PROBLEM DESCRIPTION
Format the records below as a JSON list of strings, one string per line, with blank lines and the pictures left out.

RECORDS FOR THIS TASK
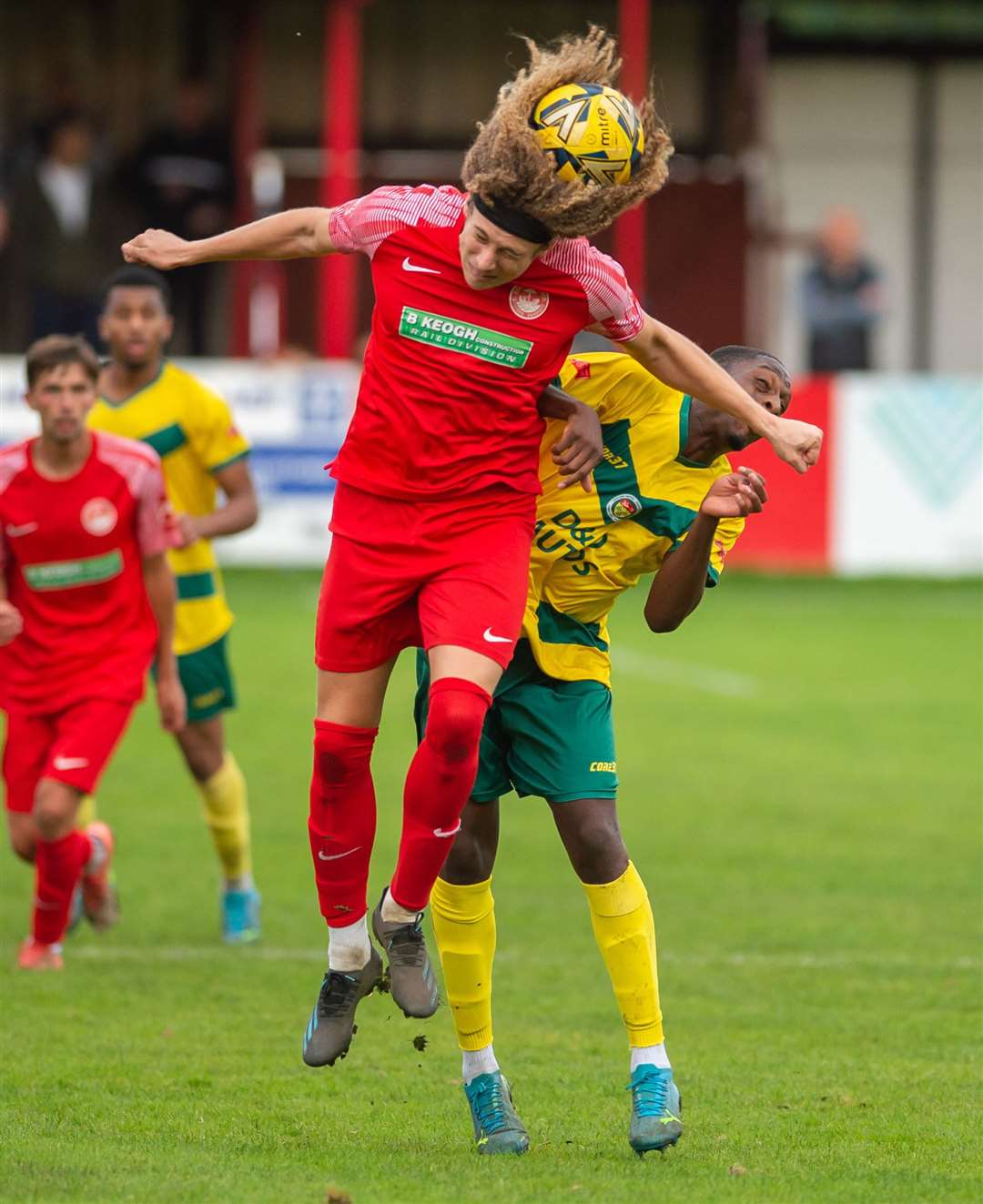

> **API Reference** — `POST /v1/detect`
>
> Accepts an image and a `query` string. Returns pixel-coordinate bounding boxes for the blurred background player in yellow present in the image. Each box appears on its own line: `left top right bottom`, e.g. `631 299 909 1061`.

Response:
89 268 260 944
417 347 792 1155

SOLUTION
[
  "> **API Reference** — `POST /v1/detect`",
  ">",
  "> Accepts an image and a `query` string. Returns pixel-coordinate bounding boxes for the blurred background player in yellow present in the image. Each box appears on its own line: `left top right bottom`, e.g. `631 299 909 1061`.",
  "Response:",
  "89 268 260 944",
  "417 347 792 1155"
]